## Exercise objective
Every line from the one with "Return one point per instance of the woman's eye" through the end of the records below should be restated word for word, and nothing outside that span.

Image-grounded pointing data
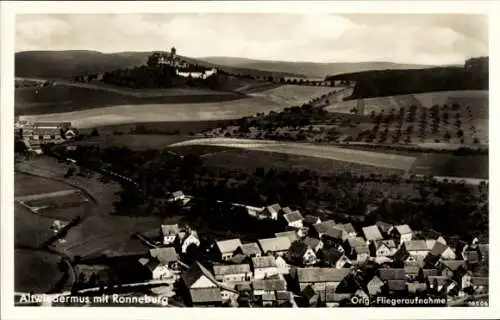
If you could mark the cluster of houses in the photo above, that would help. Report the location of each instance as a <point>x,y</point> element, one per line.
<point>34,134</point>
<point>319,263</point>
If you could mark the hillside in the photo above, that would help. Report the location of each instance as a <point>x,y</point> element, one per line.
<point>310,69</point>
<point>473,75</point>
<point>67,64</point>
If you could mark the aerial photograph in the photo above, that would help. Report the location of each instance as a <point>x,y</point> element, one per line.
<point>249,160</point>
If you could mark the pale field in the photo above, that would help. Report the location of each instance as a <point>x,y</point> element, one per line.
<point>271,100</point>
<point>383,160</point>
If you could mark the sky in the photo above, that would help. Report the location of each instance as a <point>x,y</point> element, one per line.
<point>420,39</point>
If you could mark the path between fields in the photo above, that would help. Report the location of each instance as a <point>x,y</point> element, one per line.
<point>384,160</point>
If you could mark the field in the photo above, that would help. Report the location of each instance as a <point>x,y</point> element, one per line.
<point>249,160</point>
<point>27,185</point>
<point>66,98</point>
<point>475,166</point>
<point>383,160</point>
<point>461,117</point>
<point>133,141</point>
<point>274,99</point>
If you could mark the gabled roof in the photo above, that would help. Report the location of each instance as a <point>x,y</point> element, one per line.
<point>412,270</point>
<point>293,217</point>
<point>372,233</point>
<point>392,273</point>
<point>165,255</point>
<point>403,229</point>
<point>480,281</point>
<point>484,250</point>
<point>396,285</point>
<point>356,242</point>
<point>438,249</point>
<point>311,242</point>
<point>228,246</point>
<point>271,284</point>
<point>390,244</point>
<point>264,262</point>
<point>347,227</point>
<point>362,249</point>
<point>332,255</point>
<point>298,248</point>
<point>441,280</point>
<point>472,256</point>
<point>275,244</point>
<point>416,245</point>
<point>292,235</point>
<point>195,271</point>
<point>383,226</point>
<point>205,295</point>
<point>453,264</point>
<point>178,194</point>
<point>251,248</point>
<point>315,274</point>
<point>274,208</point>
<point>170,229</point>
<point>310,219</point>
<point>429,272</point>
<point>231,269</point>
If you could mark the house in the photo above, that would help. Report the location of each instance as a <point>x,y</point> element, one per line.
<point>167,256</point>
<point>251,249</point>
<point>310,220</point>
<point>301,254</point>
<point>372,233</point>
<point>453,269</point>
<point>292,235</point>
<point>375,286</point>
<point>348,228</point>
<point>319,278</point>
<point>384,227</point>
<point>313,243</point>
<point>201,285</point>
<point>310,296</point>
<point>325,231</point>
<point>412,272</point>
<point>233,273</point>
<point>416,288</point>
<point>278,245</point>
<point>156,270</point>
<point>334,258</point>
<point>272,211</point>
<point>268,285</point>
<point>361,253</point>
<point>177,196</point>
<point>394,279</point>
<point>437,283</point>
<point>226,248</point>
<point>401,232</point>
<point>293,220</point>
<point>186,239</point>
<point>169,233</point>
<point>283,266</point>
<point>264,267</point>
<point>439,252</point>
<point>478,285</point>
<point>351,243</point>
<point>416,247</point>
<point>382,248</point>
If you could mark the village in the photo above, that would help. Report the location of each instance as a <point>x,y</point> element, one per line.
<point>315,263</point>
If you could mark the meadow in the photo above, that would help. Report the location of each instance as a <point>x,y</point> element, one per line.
<point>273,99</point>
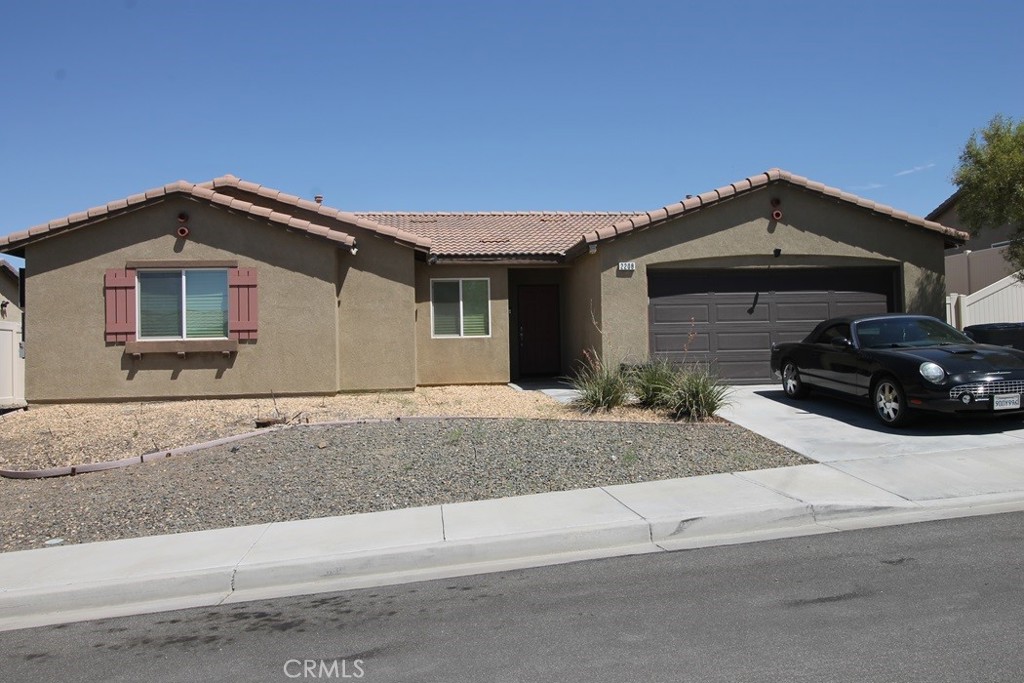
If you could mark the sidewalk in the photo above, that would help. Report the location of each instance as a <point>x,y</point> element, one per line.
<point>92,581</point>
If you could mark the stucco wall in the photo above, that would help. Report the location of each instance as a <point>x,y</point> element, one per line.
<point>68,358</point>
<point>583,295</point>
<point>377,317</point>
<point>814,231</point>
<point>467,359</point>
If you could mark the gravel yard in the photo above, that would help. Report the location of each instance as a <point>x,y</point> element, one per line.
<point>315,470</point>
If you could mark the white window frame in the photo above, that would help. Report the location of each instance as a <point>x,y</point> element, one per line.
<point>462,317</point>
<point>184,312</point>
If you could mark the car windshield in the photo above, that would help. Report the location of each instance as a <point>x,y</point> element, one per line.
<point>900,332</point>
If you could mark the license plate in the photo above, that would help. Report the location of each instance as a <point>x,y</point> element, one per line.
<point>1006,401</point>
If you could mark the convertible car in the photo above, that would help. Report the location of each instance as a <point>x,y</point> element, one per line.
<point>902,364</point>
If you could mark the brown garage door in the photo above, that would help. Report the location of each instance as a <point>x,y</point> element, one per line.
<point>730,318</point>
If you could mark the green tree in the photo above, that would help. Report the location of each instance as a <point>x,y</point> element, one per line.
<point>990,177</point>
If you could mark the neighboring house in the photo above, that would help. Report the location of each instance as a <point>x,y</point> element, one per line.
<point>980,283</point>
<point>231,289</point>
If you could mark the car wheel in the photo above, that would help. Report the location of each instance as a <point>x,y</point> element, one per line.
<point>890,402</point>
<point>792,384</point>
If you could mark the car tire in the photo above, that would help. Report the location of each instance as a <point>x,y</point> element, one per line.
<point>793,385</point>
<point>890,402</point>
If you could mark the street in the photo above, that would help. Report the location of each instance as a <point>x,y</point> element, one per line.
<point>937,601</point>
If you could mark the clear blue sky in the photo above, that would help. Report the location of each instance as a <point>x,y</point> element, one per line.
<point>481,105</point>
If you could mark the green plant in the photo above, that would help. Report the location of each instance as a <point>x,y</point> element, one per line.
<point>696,394</point>
<point>600,386</point>
<point>651,382</point>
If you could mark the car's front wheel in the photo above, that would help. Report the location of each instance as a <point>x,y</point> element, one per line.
<point>890,402</point>
<point>792,384</point>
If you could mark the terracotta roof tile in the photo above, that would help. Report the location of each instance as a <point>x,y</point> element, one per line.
<point>760,180</point>
<point>7,269</point>
<point>498,235</point>
<point>204,191</point>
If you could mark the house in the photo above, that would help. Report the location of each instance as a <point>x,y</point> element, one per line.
<point>228,288</point>
<point>981,286</point>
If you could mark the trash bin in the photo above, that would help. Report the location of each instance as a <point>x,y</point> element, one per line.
<point>999,334</point>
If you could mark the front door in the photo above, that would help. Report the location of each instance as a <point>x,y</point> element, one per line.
<point>540,351</point>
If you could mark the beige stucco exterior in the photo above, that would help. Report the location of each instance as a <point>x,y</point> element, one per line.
<point>466,359</point>
<point>67,357</point>
<point>813,232</point>
<point>337,318</point>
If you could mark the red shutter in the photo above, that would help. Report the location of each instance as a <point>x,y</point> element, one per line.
<point>119,293</point>
<point>243,306</point>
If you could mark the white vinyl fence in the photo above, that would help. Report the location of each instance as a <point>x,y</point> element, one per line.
<point>1001,301</point>
<point>11,366</point>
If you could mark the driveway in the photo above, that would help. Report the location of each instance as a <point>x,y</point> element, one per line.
<point>828,429</point>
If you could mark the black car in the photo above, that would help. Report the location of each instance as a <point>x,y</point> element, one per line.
<point>902,364</point>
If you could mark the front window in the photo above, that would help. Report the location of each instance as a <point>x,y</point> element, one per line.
<point>460,307</point>
<point>182,304</point>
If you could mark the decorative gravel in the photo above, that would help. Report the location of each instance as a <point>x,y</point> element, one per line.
<point>315,471</point>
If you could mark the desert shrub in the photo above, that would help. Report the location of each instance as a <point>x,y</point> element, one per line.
<point>695,394</point>
<point>600,385</point>
<point>651,382</point>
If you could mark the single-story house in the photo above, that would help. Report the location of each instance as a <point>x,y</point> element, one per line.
<point>228,288</point>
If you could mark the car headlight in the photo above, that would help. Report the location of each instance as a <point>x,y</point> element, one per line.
<point>932,372</point>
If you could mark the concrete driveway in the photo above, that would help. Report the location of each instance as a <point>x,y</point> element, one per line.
<point>828,429</point>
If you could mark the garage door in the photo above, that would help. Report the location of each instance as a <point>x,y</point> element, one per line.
<point>730,318</point>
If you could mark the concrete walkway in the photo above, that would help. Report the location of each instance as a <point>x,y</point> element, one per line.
<point>864,477</point>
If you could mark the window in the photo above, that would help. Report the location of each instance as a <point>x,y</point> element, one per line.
<point>460,307</point>
<point>182,304</point>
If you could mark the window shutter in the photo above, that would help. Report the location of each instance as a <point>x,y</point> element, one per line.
<point>475,308</point>
<point>119,295</point>
<point>243,308</point>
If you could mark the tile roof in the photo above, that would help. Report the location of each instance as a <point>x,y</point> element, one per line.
<point>231,182</point>
<point>713,197</point>
<point>485,236</point>
<point>76,220</point>
<point>499,235</point>
<point>7,269</point>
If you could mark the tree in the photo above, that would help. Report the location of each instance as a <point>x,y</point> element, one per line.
<point>990,177</point>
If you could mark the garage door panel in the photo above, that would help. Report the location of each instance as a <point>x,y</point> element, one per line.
<point>742,341</point>
<point>802,311</point>
<point>743,312</point>
<point>675,343</point>
<point>675,312</point>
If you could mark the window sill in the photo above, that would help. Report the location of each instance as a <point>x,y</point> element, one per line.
<point>183,346</point>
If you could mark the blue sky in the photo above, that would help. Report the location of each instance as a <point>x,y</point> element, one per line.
<point>495,105</point>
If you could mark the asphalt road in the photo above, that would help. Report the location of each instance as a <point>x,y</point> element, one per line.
<point>939,601</point>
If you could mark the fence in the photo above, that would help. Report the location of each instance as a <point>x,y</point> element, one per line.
<point>11,366</point>
<point>1001,301</point>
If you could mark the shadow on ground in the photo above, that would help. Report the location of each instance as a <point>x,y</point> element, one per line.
<point>859,414</point>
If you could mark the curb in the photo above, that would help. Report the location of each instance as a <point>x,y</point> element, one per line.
<point>239,581</point>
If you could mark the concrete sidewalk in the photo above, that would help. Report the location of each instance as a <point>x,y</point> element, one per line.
<point>92,581</point>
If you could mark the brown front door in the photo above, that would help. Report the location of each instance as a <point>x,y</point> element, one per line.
<point>539,333</point>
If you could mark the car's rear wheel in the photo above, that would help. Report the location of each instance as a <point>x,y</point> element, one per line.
<point>890,402</point>
<point>792,384</point>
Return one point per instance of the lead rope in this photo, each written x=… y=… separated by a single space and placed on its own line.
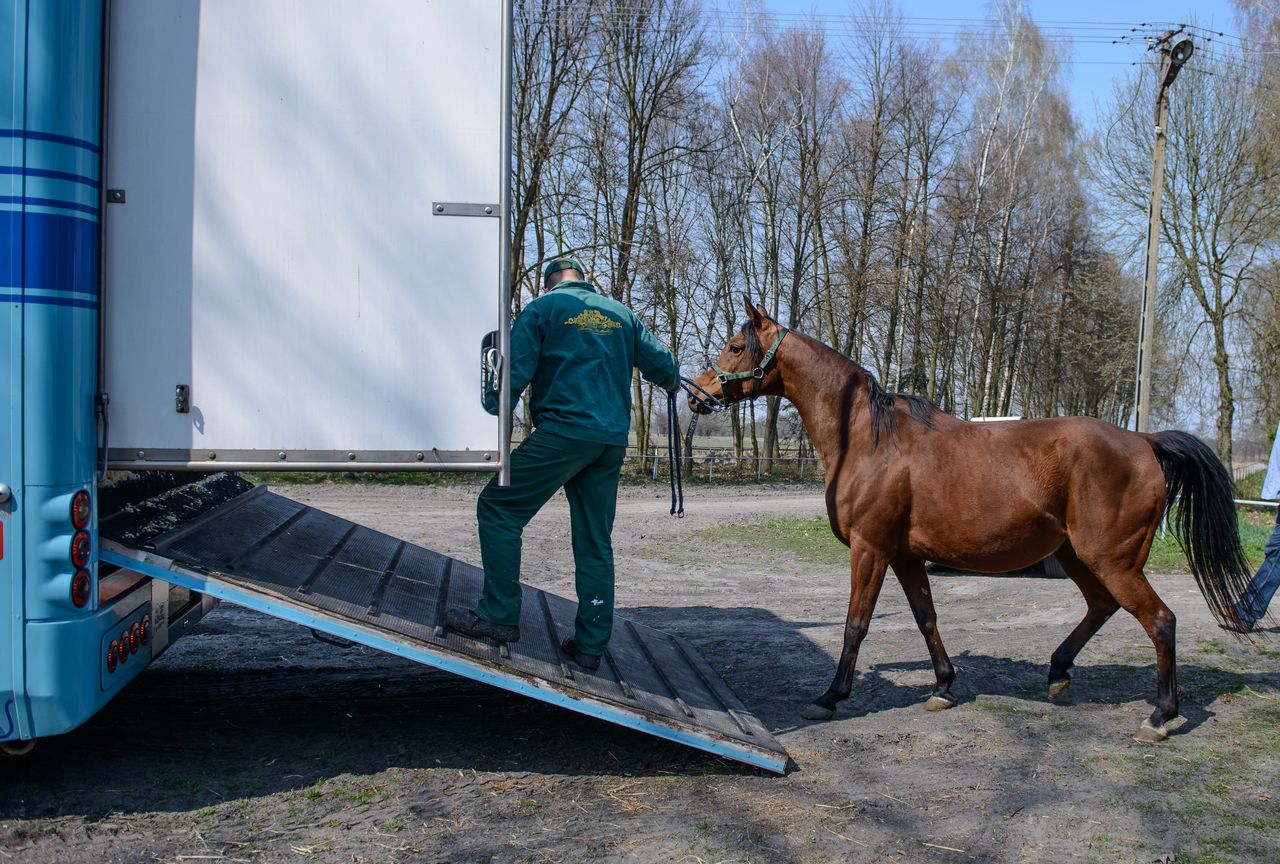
x=677 y=487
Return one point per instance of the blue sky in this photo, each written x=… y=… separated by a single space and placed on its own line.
x=1091 y=24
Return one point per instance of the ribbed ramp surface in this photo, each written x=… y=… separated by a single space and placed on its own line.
x=247 y=545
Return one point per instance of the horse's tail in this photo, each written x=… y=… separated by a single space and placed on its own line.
x=1200 y=503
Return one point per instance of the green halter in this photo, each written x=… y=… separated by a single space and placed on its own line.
x=755 y=374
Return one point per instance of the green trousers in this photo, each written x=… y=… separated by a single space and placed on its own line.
x=539 y=467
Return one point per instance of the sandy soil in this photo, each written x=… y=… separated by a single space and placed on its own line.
x=250 y=741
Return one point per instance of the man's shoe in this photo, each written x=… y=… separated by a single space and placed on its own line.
x=590 y=662
x=469 y=624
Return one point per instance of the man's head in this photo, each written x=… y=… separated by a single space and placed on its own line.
x=561 y=269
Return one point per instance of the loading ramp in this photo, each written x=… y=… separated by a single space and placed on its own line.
x=223 y=536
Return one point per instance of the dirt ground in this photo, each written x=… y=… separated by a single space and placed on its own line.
x=250 y=741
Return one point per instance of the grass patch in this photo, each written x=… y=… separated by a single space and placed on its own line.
x=807 y=539
x=1251 y=485
x=1216 y=776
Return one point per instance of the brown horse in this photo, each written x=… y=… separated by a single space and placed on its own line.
x=908 y=484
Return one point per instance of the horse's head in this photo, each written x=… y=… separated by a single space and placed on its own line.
x=746 y=368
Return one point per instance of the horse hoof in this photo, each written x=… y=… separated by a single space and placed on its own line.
x=938 y=703
x=813 y=711
x=1148 y=734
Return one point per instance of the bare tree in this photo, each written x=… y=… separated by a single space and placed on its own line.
x=1221 y=209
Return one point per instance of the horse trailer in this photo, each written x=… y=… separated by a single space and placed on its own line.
x=245 y=236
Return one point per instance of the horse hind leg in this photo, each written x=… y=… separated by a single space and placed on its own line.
x=915 y=584
x=867 y=576
x=1101 y=607
x=1136 y=595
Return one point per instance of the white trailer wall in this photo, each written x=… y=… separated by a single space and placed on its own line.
x=277 y=247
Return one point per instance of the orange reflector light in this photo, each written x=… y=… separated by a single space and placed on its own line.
x=80 y=549
x=81 y=584
x=80 y=510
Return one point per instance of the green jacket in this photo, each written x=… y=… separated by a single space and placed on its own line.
x=577 y=348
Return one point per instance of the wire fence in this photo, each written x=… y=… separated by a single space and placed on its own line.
x=716 y=467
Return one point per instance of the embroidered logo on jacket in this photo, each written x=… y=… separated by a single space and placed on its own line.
x=594 y=321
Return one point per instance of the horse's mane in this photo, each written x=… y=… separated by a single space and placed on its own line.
x=878 y=400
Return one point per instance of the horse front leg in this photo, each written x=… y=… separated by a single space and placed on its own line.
x=867 y=576
x=915 y=584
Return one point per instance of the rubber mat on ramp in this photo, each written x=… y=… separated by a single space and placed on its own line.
x=223 y=536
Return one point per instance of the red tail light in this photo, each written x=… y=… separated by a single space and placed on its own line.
x=81 y=584
x=81 y=547
x=80 y=510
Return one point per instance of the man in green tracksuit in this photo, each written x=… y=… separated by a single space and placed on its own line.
x=577 y=350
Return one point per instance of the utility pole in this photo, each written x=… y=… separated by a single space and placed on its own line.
x=1171 y=59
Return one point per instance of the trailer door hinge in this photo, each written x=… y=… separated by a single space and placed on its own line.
x=446 y=209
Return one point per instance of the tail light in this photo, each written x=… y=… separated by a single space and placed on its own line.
x=80 y=510
x=81 y=584
x=81 y=547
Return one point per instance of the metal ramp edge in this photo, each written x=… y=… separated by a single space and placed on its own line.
x=650 y=681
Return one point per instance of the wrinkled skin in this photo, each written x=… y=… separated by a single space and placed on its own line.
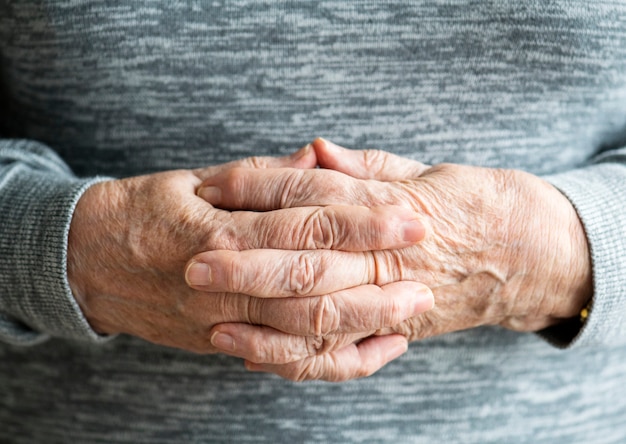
x=502 y=247
x=129 y=247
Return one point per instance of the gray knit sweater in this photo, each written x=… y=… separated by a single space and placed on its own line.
x=100 y=88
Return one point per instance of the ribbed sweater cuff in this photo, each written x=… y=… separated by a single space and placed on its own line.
x=598 y=194
x=38 y=303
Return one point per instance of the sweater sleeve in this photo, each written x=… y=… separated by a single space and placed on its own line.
x=598 y=193
x=38 y=193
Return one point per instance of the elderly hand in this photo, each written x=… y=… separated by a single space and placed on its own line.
x=502 y=246
x=130 y=242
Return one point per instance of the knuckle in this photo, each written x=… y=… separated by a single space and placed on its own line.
x=257 y=162
x=222 y=234
x=320 y=230
x=374 y=160
x=254 y=310
x=234 y=180
x=303 y=274
x=325 y=316
x=293 y=189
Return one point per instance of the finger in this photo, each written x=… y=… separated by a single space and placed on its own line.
x=260 y=344
x=366 y=164
x=348 y=228
x=351 y=362
x=355 y=310
x=271 y=189
x=281 y=273
x=303 y=158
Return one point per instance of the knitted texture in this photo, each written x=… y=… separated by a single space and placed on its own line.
x=96 y=88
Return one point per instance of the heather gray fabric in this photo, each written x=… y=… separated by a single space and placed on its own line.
x=92 y=89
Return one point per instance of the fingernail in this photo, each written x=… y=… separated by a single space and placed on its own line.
x=301 y=152
x=413 y=231
x=330 y=146
x=223 y=341
x=397 y=350
x=198 y=274
x=212 y=195
x=424 y=300
x=253 y=367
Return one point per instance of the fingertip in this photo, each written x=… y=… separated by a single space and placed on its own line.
x=327 y=153
x=397 y=348
x=211 y=194
x=198 y=274
x=252 y=367
x=304 y=158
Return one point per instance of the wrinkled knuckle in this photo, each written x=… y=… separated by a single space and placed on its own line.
x=319 y=345
x=374 y=160
x=320 y=230
x=392 y=314
x=293 y=189
x=325 y=316
x=254 y=310
x=222 y=234
x=234 y=180
x=365 y=370
x=303 y=274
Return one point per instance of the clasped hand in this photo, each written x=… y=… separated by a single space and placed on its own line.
x=502 y=247
x=314 y=273
x=274 y=287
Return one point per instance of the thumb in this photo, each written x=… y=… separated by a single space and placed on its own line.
x=366 y=164
x=304 y=158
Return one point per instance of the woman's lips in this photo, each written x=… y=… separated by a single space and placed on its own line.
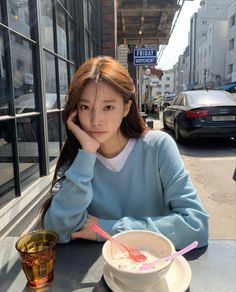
x=97 y=133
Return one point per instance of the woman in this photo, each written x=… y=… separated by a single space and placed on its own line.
x=116 y=172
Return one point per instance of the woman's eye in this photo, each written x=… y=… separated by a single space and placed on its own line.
x=109 y=107
x=83 y=107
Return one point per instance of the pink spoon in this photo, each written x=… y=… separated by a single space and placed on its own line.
x=135 y=254
x=148 y=266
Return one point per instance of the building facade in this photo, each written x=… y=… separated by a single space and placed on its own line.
x=211 y=54
x=42 y=42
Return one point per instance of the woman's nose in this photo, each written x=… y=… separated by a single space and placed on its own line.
x=96 y=117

## Exercise response
Return one point per instance of the woman's eye in this photo, each written x=… y=… separated by a single space and placed on its own line.
x=109 y=107
x=83 y=107
Return one point per instance of the pink spoon in this photo, each written x=… y=… separated by a single space and placed on its own line.
x=135 y=254
x=148 y=266
Return one point per instance of the building facade in this photo, each written x=… y=… separated by a single space and placed on its own line.
x=211 y=54
x=42 y=42
Return one point per instance of the woman's nose in this photo, each written x=… y=… separated by a single space and placed on its own line.
x=96 y=117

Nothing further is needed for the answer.